■ **Texte à lire**:
───

La noirceur comme esthétique au cœur de l’Europe
Traduit en anglais, le terme « Noirceur » (Blackness) renvoie fortement à la culture afro-américaine et aux gestes de réappropriation positive d’une identité noire par les Afro-Américains et par les personnes noires de manière générale. Si ce geste de réappropriation correspond bien à la « Blackness » ou à la « Négritude », il nous faut aussi regarder le versant négatif de ce terme, chose que le monde francophone n’a pas l’habitude de faire. Ce dernier préfère conserver un rapport sémantique minimaliste à ce terme, faisant comme si, sans amalgame, la Noirceur renvoyait tantôt à un état physiologique (la pénombre), tantôt à un état psychologique (la frayeur), tantôt encore à certains phénotypes (des corps noirs), une couleur en somme. Ce qu’il nous faut penser, comme geste préalable à ces réappropriations positives, c’est la production occidentale de la Noirceur, laquelle ne se réduit pas à une idéologie (racisme anti-Noir·e) mais prend la forme plus substantielle d’une esthétique. Par esthétique de la Noirceur, il faut entendre cet amalgame fantasmagorique (entre les corps noirs et les régions supposées sauvages du monde) représentant l’envers des valeurs vertueuses de la modernité ; un envers racialisé que cette modernité tente continûment de dompter.
Cet amalgame fantasmagorique représentant l’envers des valeurs vertueuses de la modernité ; un envers racialisé que cette modernité tente continûment de dompter.

───

■ **Objectif énoncé A**:
D'après le texte sur la noirceur comme esthétique, à quoi le terme « Noirceur » renvoie-t-il fortement une fois traduit en anglais ?
■ **Objectif énoncé B**:
Prolongez le texte sur la noirceur comme esthétique au-delà de sa dernière phrase.
Les enregistrements n'ont aucun rapport avec le texte.

■ **Lignes de données**:
───

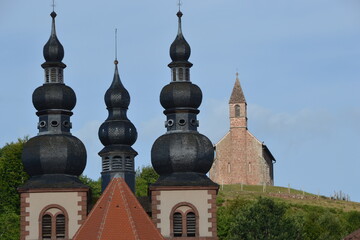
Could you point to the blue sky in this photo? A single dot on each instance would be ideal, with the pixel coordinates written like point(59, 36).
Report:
point(298, 63)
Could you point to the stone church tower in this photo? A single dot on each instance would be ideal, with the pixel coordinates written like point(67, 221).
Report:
point(183, 198)
point(240, 157)
point(117, 134)
point(53, 201)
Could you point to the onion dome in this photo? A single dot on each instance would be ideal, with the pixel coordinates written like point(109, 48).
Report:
point(53, 50)
point(180, 94)
point(54, 155)
point(182, 156)
point(117, 134)
point(54, 96)
point(180, 49)
point(182, 152)
point(117, 129)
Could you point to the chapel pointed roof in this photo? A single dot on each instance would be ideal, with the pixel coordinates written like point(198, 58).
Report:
point(237, 95)
point(118, 215)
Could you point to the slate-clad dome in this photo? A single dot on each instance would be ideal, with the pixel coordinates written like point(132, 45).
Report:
point(54, 154)
point(182, 156)
point(53, 50)
point(117, 132)
point(117, 129)
point(54, 96)
point(182, 152)
point(181, 94)
point(180, 49)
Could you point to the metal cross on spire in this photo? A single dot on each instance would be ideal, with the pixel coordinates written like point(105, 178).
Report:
point(53, 5)
point(179, 4)
point(116, 61)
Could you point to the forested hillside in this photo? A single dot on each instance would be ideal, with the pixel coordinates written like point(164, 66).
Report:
point(244, 212)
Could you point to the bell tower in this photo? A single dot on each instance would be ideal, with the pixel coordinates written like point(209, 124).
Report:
point(53, 200)
point(183, 198)
point(238, 106)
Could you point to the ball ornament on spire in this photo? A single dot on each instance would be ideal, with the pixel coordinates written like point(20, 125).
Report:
point(53, 50)
point(180, 49)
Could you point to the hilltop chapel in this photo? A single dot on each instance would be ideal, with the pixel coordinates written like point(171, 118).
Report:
point(55, 203)
point(240, 156)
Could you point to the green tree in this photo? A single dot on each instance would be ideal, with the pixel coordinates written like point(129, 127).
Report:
point(264, 219)
point(144, 177)
point(12, 176)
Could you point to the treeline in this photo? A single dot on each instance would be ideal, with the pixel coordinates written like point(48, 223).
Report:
point(268, 219)
point(263, 218)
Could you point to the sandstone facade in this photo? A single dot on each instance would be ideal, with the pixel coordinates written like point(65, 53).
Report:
point(240, 157)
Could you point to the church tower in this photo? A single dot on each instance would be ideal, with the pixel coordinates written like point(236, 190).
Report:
point(238, 107)
point(240, 157)
point(117, 134)
point(183, 198)
point(53, 200)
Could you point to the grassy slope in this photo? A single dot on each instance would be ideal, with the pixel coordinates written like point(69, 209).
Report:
point(295, 197)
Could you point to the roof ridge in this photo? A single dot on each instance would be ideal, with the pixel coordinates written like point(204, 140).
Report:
point(102, 224)
point(126, 205)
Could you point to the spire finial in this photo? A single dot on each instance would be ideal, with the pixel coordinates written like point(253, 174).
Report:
point(53, 5)
point(179, 4)
point(116, 61)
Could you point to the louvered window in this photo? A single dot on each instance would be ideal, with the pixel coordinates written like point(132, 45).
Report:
point(46, 226)
point(129, 164)
point(116, 163)
point(181, 74)
point(187, 74)
point(106, 164)
point(60, 226)
point(177, 222)
point(190, 224)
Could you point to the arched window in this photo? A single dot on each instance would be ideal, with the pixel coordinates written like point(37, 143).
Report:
point(184, 220)
point(177, 224)
point(53, 223)
point(190, 224)
point(46, 226)
point(181, 74)
point(60, 226)
point(237, 111)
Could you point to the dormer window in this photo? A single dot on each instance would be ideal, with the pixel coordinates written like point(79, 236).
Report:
point(53, 223)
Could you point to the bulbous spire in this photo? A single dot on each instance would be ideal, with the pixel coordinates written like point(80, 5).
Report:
point(182, 156)
point(53, 50)
point(117, 134)
point(54, 154)
point(180, 49)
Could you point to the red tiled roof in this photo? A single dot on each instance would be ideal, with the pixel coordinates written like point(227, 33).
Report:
point(237, 95)
point(118, 215)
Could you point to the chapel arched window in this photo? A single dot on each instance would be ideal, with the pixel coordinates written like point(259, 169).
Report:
point(237, 111)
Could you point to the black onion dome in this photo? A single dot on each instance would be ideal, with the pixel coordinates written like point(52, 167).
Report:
point(69, 158)
point(117, 96)
point(180, 49)
point(121, 132)
point(182, 152)
point(54, 96)
point(180, 94)
point(53, 50)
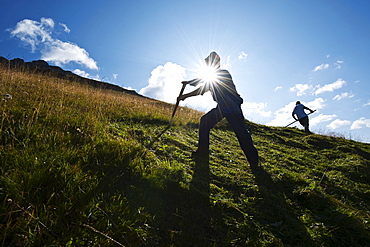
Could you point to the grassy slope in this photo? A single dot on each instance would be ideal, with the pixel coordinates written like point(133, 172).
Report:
point(79, 168)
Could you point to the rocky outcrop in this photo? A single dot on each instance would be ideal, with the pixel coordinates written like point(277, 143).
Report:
point(40, 66)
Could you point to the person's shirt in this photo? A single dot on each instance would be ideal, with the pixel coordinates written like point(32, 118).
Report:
point(299, 111)
point(223, 91)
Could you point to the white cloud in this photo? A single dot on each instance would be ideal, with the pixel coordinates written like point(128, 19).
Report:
point(331, 87)
point(316, 104)
point(338, 64)
point(343, 95)
point(251, 108)
point(242, 56)
point(85, 74)
point(165, 82)
point(360, 123)
point(321, 118)
point(66, 29)
point(321, 67)
point(338, 123)
point(39, 35)
point(64, 52)
point(32, 32)
point(301, 89)
point(226, 64)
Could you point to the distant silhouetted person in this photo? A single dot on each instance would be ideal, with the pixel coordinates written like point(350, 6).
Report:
point(299, 115)
point(228, 101)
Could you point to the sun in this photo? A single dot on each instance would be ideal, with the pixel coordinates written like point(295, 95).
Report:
point(207, 73)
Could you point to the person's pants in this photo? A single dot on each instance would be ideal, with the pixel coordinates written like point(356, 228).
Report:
point(304, 122)
point(237, 123)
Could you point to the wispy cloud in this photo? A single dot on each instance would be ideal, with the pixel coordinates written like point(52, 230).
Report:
point(337, 123)
point(165, 82)
point(66, 29)
point(343, 95)
point(321, 67)
point(40, 36)
point(251, 108)
point(331, 87)
point(243, 56)
point(301, 89)
point(321, 118)
point(360, 123)
point(339, 64)
point(85, 74)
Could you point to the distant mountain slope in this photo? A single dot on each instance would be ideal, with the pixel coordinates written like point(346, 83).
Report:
point(40, 66)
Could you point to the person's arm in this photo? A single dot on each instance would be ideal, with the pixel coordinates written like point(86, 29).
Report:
point(308, 109)
point(193, 82)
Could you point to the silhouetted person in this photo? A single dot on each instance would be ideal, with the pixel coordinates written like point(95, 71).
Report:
point(228, 101)
point(299, 115)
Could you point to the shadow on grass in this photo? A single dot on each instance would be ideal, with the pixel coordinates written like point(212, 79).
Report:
point(275, 213)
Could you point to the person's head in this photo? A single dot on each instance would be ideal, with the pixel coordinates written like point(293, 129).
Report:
point(213, 60)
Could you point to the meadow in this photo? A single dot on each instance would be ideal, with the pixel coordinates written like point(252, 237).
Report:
point(81, 166)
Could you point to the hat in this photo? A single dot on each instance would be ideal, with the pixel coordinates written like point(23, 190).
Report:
point(213, 58)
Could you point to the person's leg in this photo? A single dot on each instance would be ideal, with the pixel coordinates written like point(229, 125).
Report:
point(304, 122)
point(207, 122)
point(237, 123)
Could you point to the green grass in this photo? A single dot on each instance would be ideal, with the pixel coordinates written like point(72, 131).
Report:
point(82, 167)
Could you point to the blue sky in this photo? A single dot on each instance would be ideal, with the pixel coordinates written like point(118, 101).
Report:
point(278, 52)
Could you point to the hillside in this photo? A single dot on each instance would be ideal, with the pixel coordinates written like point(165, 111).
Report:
point(81, 166)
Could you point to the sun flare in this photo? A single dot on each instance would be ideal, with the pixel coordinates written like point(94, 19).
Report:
point(207, 73)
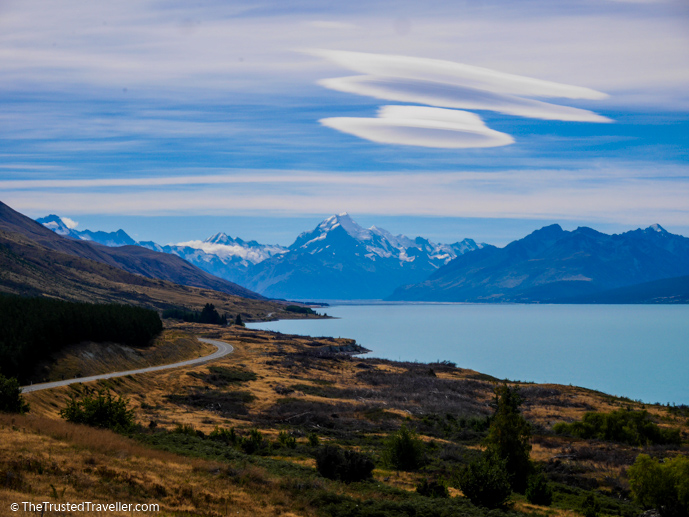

───

■ **Réponse finale A**:
À la culture afro-américaine et aux gestes de réappropriation positive d'une identité noire par les Afro-Américains et par les personnes noires de manière générale.

■ **Réponse finale B**:
Art nouveau, darkness et culture impériale belge
L’historienne de l’art Debora Silverman, spécialiste de l’Art nouveau, a qualifié celui-ci de la manière suivante : the Art of the Darkness [2]. Comme d’autres auteurs [3], Debora Silverman postule que la Blackness ou la Darkness existe sur le mode d’une esthétique et que cette esthétique imprègne nos villes, en tout cas Bruxelles, certainement. Pour cette raison, il me semble très intéressant de rendre compte d’une partie de son travail. Contre une « culture du beau » universelle et innocente, son travail nous montre comment les signes raciaux, anti-Noir·es, sont inscrits au cœur de l’art et de la culture modernes belges. Les identifier, réussir à les lire, est une manière de saisir comment une métaphysique de la Noirceur se perpétue malgré nous.
Le travail de Debora Silverman analyse le déploiement de l’Art nouveau à Bruxelles à la fin du XIXe dans ses liens avec la violence du système colonial. Bien sûr, Debora Silverman commence par en établir le lien avec les formes d’accumulation primitive qu’a représentées le régime de Léopold II. En termes de gouvernance, Debora Silverman souligne qu’avec l’État Indépendant du Congo (EIC), il s’agit d’une structure impériale tout à fait inhabituelle : « une colonie anormale sans métropole ». Elle ajoute : « C’est une structure, l’EIC, qui, méticuleusement, évite le terme “colonie” ». Compte tenu de cette gouvernance inhabituelle, la « périphérie », dans le système léopoldien, n’est pas à comprendre au sens de marginalité ou minorité – ce qui signifierait qu’une existence « autre » soit reconnue. La périphérie de l’empire belge naissant, telle qu’elle s’oppose au centre, ce sont, tout entier, les Ténèbres, le lieu de l’extraction illimitée (entre autres d’ivoire, de bois et de caoutchouc). Les matériaux qui permettent à l’Art nouveau de se distinguer proviennent en majeure partie de ce système d’extraction. Debora Silverman décrit les extractions et les déplacements de ces matériaux de nature végétale et animale qui vont se retrouver stockés en abondance dans des hangars à Anvers et à Bruxelles.
Debora Silverman rend compte des accointances entre des gestes architecturaux précis de l’Art nouveau – notamment le style du coup de fouet – et les politiques d’asservissement de la population congolaise par le lynchage (les coups de chicotte).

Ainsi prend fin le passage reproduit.